# [Exercise passage]

That changed in the spring of 2020, when the pandemic hit and telemedicine rocketed from novelty to necessity. "At Massachusetts General Hospital and Brigham and Women's Hospital, we did 1,600 virtual encounters across the system in February. In March it was 89,000, and in April it was 242,000. That's the kind of growth we're experiencing," says Dr. Joseph Kvedar, a dermatologist with Harvard-affiliated Massachusetts General Hospital, senior advisor for virtual care at -Partners HealthCare, and president of the American Telemedicine Association.

Dr. Kvedar believes telemedicine's popularity will continue after the pandemic. "Patients love that they don't have to get in a car, hassle with parking, and wait in a waiting room for something as simple as getting a medication changed," he says.

Here's how the visits work and what to expect.


Types of Visits

Initially, virtual visits were limited to urgent care — a sudden, minor, temporary illness such as a cold, sore throat, rash, diarrhea and vomiting, or conjunctivitis.

Increasingly, doctors conduct virtual visits for not just for urgent care, but also mental health care and chronic illness management, such as follow-ups for diabetes, allergies, high blood pressure, heart conditions, post-operative wound care, or skin conditions.

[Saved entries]
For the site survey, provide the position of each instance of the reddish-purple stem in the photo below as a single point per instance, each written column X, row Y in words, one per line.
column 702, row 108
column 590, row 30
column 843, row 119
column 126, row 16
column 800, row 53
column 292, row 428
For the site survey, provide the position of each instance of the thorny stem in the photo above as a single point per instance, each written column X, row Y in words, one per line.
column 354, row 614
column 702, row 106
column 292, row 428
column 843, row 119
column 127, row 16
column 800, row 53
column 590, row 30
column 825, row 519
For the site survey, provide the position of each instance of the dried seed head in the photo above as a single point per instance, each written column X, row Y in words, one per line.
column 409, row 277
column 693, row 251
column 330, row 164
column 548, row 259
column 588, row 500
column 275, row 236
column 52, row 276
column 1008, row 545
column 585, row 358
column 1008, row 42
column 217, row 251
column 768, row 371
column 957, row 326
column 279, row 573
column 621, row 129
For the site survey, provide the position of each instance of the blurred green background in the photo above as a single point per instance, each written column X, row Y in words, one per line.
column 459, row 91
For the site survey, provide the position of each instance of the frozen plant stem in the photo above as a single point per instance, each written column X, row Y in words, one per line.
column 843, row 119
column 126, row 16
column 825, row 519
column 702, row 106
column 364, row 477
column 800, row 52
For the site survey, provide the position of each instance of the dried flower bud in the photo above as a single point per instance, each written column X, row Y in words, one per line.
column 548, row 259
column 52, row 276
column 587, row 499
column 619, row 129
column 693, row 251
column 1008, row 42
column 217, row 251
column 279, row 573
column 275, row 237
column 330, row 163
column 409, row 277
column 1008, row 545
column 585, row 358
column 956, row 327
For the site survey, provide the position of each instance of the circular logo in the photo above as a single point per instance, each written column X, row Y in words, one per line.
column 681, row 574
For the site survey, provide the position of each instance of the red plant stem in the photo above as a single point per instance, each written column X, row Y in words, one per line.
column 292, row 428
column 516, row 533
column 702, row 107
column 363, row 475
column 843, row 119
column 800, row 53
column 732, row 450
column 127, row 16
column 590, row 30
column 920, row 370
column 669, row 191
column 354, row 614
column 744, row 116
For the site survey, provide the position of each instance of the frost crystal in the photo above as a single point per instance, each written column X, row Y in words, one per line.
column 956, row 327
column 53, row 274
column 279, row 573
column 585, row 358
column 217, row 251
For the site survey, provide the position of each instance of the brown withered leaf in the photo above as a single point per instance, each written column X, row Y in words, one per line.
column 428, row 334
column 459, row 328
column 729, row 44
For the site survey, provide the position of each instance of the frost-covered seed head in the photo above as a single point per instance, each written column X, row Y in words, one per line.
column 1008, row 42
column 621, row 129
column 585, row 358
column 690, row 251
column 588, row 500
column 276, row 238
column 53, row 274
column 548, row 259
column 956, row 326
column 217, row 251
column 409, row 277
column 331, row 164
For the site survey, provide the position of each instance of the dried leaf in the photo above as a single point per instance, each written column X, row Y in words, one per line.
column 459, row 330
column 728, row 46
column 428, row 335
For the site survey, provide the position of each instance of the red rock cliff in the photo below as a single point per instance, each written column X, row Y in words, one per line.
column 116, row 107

# [Work item]
Reproduce the part of the telemedicine passage between "Types of Visits" and "vomiting, or conjunctivitis.", inclusive.

# [Response to this task]
Types of Visits

Initially, virtual visits were limited to urgent care — a sudden, minor, temporary illness such as a cold, sore throat, rash, diarrhea and vomiting, or conjunctivitis.